WHAT TO DO:
Could you set down the lines from the first line of the entries below through the line with "task | indicate the yellow traffic", exactly and with no pictures?

SOURCE MATERIAL:
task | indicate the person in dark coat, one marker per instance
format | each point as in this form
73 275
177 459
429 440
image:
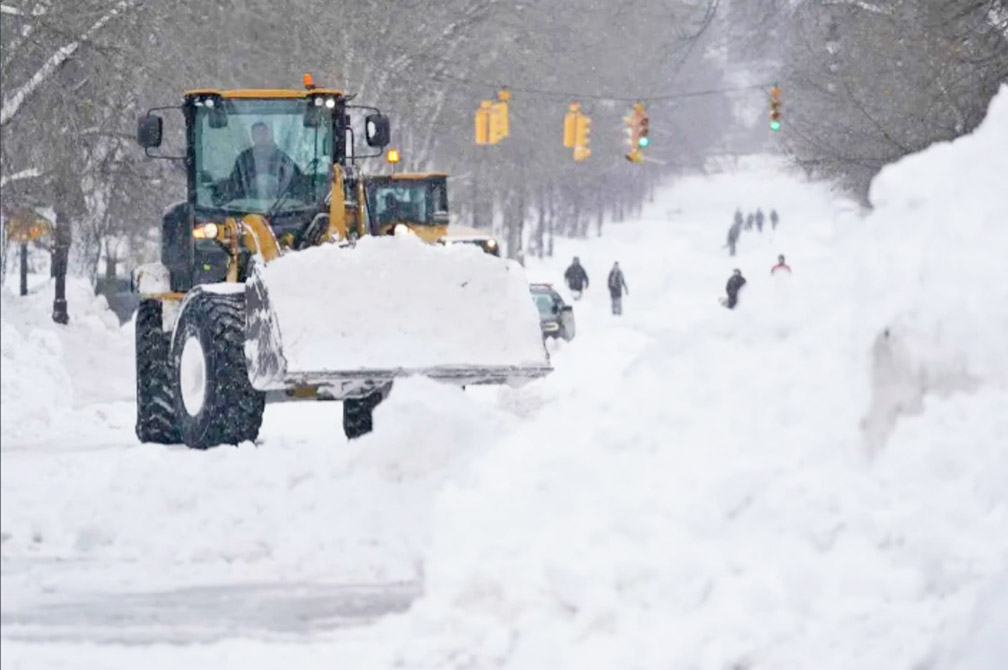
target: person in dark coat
617 285
780 267
262 170
735 283
577 278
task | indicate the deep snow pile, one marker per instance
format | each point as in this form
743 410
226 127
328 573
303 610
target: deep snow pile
48 373
732 504
397 302
302 508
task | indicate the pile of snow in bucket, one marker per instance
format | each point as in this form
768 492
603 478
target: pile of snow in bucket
397 302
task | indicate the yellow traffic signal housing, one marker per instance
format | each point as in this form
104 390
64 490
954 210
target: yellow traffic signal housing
582 131
483 123
570 124
774 108
499 127
638 122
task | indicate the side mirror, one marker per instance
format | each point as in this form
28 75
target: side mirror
148 131
376 130
312 116
218 118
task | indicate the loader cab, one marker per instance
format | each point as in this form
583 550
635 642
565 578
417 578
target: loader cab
417 201
270 153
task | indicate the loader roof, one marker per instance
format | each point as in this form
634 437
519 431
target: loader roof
408 175
265 93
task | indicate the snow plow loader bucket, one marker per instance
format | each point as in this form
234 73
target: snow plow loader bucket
346 321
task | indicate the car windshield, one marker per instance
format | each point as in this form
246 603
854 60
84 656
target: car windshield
411 201
544 302
258 155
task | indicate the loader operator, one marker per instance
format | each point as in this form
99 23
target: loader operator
262 170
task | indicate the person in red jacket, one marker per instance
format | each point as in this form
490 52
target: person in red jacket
781 266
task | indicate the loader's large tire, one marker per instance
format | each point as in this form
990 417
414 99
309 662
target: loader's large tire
155 408
214 400
358 413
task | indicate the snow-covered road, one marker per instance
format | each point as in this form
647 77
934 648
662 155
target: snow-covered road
782 486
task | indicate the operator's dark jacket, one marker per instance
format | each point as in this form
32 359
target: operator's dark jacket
242 181
576 277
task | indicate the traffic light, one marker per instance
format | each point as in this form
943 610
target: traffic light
570 123
498 122
638 136
582 133
483 123
492 122
775 109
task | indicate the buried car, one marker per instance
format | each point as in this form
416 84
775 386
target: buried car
555 316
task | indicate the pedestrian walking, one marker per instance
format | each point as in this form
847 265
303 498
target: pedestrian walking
577 278
617 285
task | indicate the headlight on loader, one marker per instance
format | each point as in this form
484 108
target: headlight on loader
205 232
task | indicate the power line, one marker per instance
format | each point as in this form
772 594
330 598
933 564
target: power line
567 95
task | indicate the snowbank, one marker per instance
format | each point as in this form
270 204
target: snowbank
47 371
720 509
394 301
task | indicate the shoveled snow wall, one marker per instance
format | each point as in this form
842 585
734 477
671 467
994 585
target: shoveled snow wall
397 302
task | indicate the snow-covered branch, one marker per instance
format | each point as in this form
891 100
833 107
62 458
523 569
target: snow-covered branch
12 104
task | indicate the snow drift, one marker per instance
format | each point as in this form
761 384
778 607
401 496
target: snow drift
722 510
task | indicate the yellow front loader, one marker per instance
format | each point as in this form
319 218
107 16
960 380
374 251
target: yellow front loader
264 291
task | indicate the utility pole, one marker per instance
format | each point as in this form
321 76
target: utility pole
60 256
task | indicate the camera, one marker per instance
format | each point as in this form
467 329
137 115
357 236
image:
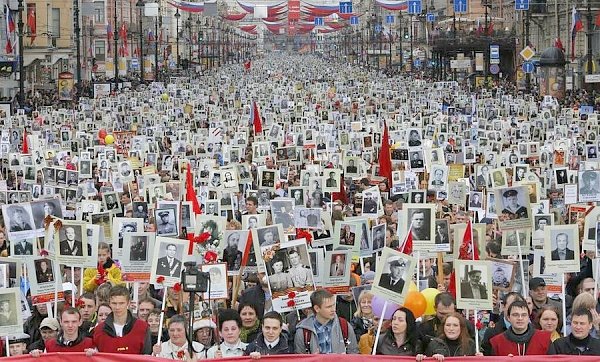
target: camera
193 280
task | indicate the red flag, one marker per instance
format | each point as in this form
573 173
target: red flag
256 122
31 23
190 192
25 143
341 195
385 160
407 247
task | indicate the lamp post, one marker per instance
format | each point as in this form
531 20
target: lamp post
116 40
140 6
177 16
21 66
77 30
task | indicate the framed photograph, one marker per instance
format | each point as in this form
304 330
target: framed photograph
234 248
561 245
288 269
136 261
166 222
218 281
474 284
503 274
515 207
168 259
393 275
10 311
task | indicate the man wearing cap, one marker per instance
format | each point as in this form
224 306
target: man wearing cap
17 344
49 330
168 265
165 226
511 205
473 289
393 280
589 183
17 220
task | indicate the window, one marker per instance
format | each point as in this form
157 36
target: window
55 23
100 50
99 12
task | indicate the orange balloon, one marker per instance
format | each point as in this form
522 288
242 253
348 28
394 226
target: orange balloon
416 303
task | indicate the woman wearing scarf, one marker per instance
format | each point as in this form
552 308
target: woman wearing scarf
250 322
107 270
176 347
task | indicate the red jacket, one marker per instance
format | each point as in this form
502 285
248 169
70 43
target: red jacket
136 337
537 345
53 346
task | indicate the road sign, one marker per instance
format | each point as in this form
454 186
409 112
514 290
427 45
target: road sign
345 7
414 7
528 67
460 6
521 4
527 53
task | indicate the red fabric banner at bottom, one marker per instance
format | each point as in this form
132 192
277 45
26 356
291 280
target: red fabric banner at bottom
108 357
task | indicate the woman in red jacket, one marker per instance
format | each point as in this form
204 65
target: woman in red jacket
521 339
69 339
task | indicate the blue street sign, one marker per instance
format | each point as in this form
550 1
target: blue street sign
414 7
521 4
460 6
345 7
528 67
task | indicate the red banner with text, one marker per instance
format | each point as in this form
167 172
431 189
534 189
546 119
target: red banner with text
105 357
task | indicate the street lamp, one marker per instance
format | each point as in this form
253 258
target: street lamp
177 16
140 6
21 66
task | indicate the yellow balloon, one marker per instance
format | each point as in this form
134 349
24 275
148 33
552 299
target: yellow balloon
429 295
109 139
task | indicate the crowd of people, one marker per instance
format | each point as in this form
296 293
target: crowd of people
294 151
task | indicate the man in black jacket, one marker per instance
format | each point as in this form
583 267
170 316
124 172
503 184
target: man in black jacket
501 323
579 342
271 341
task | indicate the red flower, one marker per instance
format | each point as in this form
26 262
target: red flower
202 238
210 256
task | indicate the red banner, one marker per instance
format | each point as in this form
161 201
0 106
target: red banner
106 357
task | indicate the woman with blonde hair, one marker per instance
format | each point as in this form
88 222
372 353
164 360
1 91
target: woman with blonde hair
363 317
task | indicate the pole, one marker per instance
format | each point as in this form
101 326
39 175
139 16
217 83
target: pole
77 30
21 66
527 75
141 6
116 40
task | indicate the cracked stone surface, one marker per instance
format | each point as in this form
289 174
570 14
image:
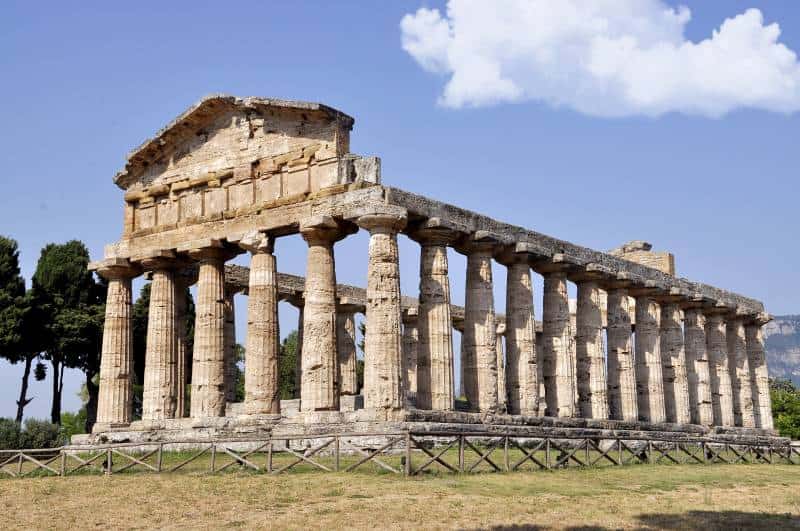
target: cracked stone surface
622 397
697 365
673 360
590 355
649 375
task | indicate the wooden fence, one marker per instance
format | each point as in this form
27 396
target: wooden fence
403 453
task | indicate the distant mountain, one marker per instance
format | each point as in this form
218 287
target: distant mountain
782 339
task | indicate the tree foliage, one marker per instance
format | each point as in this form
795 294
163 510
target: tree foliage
785 407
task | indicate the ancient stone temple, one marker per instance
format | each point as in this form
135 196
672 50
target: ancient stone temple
640 350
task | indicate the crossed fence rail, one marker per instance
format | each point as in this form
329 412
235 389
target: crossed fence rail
404 453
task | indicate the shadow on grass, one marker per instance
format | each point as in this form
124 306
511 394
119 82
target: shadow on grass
705 520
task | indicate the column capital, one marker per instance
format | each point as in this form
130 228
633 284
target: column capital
115 268
321 229
208 249
436 231
257 243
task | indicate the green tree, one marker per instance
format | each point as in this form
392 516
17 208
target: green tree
785 407
72 312
288 358
20 320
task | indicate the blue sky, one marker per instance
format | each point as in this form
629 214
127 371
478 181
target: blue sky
85 83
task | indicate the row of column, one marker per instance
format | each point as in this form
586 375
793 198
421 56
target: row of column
710 369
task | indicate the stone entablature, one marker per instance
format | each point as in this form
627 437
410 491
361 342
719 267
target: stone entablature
696 355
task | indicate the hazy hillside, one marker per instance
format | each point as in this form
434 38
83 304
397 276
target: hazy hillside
782 338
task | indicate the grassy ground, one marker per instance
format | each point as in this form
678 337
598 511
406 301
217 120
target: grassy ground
640 496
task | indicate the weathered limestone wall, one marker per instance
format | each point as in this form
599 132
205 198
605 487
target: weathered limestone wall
741 389
559 378
478 343
673 360
698 367
262 394
591 373
383 380
649 375
721 392
521 362
208 368
346 347
114 405
759 376
319 357
435 382
622 395
158 399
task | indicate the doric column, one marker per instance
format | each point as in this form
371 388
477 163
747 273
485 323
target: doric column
208 365
673 361
230 344
298 363
502 394
319 388
521 369
721 392
590 358
435 382
649 375
159 396
346 349
559 378
114 406
697 365
182 360
478 343
261 376
622 397
410 343
739 367
383 379
759 377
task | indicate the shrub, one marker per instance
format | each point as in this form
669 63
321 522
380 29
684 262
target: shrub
9 434
40 434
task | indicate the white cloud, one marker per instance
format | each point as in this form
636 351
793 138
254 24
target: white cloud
602 57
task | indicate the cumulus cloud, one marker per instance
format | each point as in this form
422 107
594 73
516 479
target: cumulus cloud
601 57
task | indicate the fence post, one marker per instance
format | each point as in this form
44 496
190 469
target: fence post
461 464
336 452
505 454
408 467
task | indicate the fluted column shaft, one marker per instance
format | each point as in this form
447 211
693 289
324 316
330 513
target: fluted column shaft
522 381
559 378
261 376
319 388
479 341
435 385
346 347
697 367
622 397
383 378
159 399
230 346
410 347
591 366
739 367
208 366
759 377
721 391
649 375
114 406
673 361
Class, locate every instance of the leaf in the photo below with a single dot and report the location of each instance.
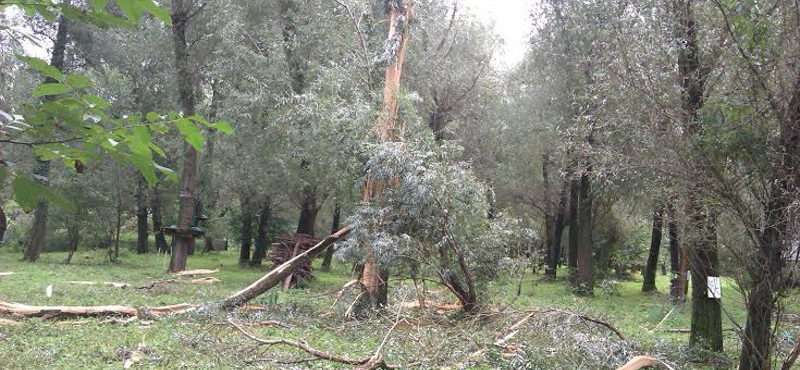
(96, 101)
(78, 81)
(191, 133)
(99, 5)
(132, 9)
(157, 11)
(42, 67)
(223, 127)
(27, 194)
(51, 89)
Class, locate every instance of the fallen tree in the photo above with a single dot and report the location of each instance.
(255, 289)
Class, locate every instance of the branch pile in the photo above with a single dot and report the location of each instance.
(285, 248)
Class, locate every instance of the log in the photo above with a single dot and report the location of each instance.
(195, 272)
(640, 362)
(22, 310)
(277, 274)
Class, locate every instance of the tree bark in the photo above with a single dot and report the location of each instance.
(674, 255)
(188, 191)
(572, 253)
(649, 284)
(585, 276)
(247, 231)
(373, 276)
(41, 170)
(142, 236)
(261, 236)
(155, 209)
(326, 262)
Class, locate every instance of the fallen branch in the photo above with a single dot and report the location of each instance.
(277, 274)
(640, 362)
(195, 272)
(23, 310)
(366, 363)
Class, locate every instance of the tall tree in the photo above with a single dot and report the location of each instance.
(41, 170)
(186, 97)
(374, 277)
(649, 283)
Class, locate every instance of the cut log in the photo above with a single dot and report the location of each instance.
(640, 362)
(195, 272)
(23, 310)
(277, 274)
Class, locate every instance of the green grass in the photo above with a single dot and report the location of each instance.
(202, 341)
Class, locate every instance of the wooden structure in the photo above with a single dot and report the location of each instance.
(287, 247)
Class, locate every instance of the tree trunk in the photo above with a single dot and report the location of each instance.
(188, 190)
(74, 240)
(585, 276)
(572, 252)
(3, 223)
(326, 262)
(155, 208)
(308, 212)
(649, 284)
(247, 231)
(674, 255)
(142, 236)
(373, 277)
(261, 236)
(41, 170)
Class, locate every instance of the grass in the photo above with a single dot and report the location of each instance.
(201, 341)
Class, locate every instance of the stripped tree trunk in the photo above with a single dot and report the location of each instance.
(261, 233)
(188, 190)
(649, 284)
(41, 170)
(373, 277)
(142, 236)
(326, 263)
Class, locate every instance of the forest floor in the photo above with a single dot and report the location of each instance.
(424, 338)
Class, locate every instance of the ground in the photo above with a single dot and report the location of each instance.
(424, 338)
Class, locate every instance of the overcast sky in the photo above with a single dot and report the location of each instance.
(511, 20)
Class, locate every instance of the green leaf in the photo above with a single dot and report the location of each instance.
(153, 117)
(51, 89)
(27, 194)
(96, 101)
(42, 67)
(132, 9)
(78, 81)
(157, 11)
(99, 5)
(191, 133)
(223, 127)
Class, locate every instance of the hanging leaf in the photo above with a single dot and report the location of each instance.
(191, 133)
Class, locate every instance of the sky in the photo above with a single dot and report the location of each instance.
(511, 19)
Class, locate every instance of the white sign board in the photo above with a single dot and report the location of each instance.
(714, 287)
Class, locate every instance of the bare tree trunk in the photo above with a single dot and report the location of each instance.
(155, 208)
(188, 191)
(247, 230)
(74, 240)
(41, 170)
(674, 254)
(326, 262)
(373, 277)
(649, 284)
(261, 236)
(142, 236)
(572, 253)
(585, 276)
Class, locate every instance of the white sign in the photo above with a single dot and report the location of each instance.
(714, 287)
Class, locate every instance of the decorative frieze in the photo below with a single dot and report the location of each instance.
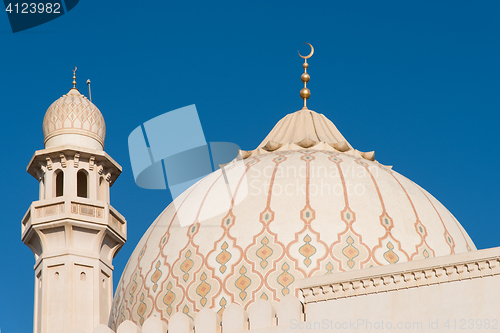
(394, 280)
(87, 210)
(49, 210)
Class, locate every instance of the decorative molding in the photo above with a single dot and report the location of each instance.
(87, 210)
(49, 162)
(394, 279)
(76, 160)
(63, 160)
(49, 210)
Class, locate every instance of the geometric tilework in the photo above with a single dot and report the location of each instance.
(76, 113)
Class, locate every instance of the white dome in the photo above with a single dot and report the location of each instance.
(74, 120)
(307, 212)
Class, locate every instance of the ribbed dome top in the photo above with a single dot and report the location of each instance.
(73, 119)
(299, 210)
(306, 129)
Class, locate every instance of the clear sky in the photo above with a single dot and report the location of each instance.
(416, 81)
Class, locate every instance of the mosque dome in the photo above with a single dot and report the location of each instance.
(308, 204)
(74, 120)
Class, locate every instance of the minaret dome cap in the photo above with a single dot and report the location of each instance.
(74, 120)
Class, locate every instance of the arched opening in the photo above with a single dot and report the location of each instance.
(102, 189)
(81, 184)
(59, 183)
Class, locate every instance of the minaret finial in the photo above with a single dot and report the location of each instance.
(74, 77)
(305, 93)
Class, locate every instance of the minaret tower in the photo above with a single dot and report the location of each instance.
(72, 229)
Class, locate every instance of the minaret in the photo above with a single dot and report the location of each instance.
(72, 229)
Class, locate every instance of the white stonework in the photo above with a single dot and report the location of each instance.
(72, 229)
(321, 257)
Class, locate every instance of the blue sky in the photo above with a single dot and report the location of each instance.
(416, 81)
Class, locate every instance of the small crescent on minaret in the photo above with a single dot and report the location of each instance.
(310, 54)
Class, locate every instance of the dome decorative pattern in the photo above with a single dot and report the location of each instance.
(74, 113)
(307, 212)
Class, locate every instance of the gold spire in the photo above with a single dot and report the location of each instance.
(74, 78)
(305, 93)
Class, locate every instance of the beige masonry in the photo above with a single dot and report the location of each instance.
(72, 229)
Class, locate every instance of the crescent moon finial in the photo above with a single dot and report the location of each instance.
(74, 77)
(305, 93)
(310, 54)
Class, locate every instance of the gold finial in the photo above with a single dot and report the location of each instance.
(305, 93)
(74, 77)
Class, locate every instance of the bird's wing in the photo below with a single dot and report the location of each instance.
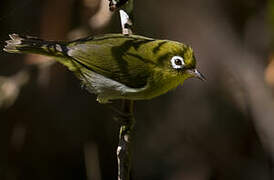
(114, 56)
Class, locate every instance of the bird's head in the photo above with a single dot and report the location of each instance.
(180, 61)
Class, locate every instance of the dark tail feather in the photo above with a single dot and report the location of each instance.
(27, 44)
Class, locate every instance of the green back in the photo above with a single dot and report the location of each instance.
(127, 59)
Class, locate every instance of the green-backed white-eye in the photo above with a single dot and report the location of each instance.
(116, 66)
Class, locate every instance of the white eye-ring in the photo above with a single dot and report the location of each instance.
(177, 62)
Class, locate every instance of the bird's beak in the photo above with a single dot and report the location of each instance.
(195, 73)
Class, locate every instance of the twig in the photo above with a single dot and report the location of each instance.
(124, 150)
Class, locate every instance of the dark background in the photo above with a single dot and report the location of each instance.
(219, 130)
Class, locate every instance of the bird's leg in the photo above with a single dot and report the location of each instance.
(121, 116)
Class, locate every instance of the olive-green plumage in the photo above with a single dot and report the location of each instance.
(116, 66)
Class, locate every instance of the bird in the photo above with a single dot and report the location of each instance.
(117, 66)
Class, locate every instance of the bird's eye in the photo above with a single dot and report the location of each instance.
(177, 62)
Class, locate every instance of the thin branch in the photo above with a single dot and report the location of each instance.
(124, 150)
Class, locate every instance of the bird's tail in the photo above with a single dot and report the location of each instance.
(28, 44)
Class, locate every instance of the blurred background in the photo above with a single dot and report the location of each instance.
(51, 128)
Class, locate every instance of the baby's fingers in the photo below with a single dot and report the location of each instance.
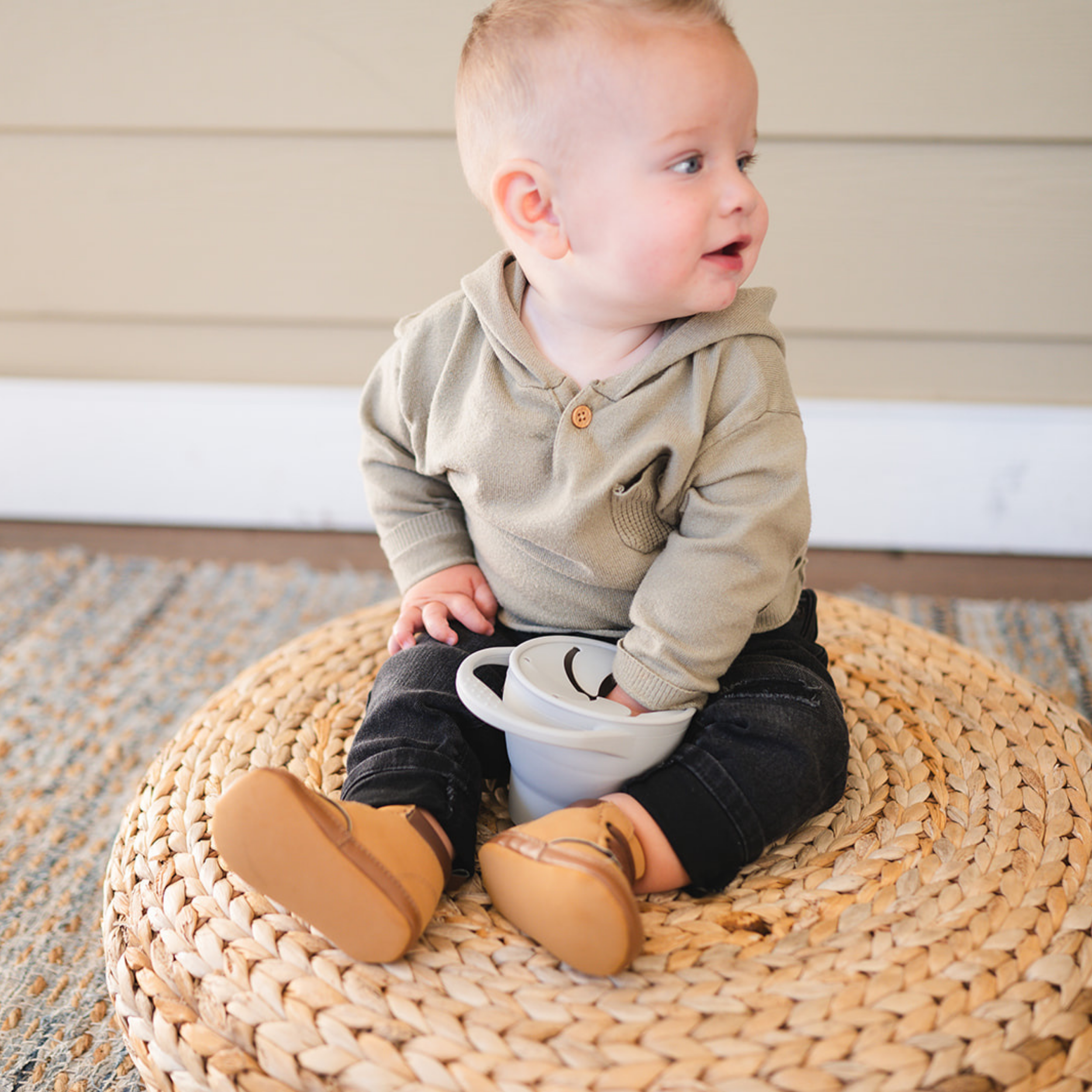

RESPONSE TO THIS TASK:
task | indicate the person in dark coat, one marker per instance
format | each point as in this form
73 275
177 459
429 440
image:
target: person in dark coat
617 285
780 267
262 170
735 283
577 278
task | indicate the deep snow pile, one marker per instance
format | each point as in this form
743 410
226 127
328 573
303 610
target: deep snow pile
48 373
732 504
397 302
302 508
task | indicate the pile of snow in bucket, one marker per instance
format | each point as in this form
768 492
603 478
target: pile of snow in bucket
397 302
task | indicate the yellow traffic signal housing, one marker per instance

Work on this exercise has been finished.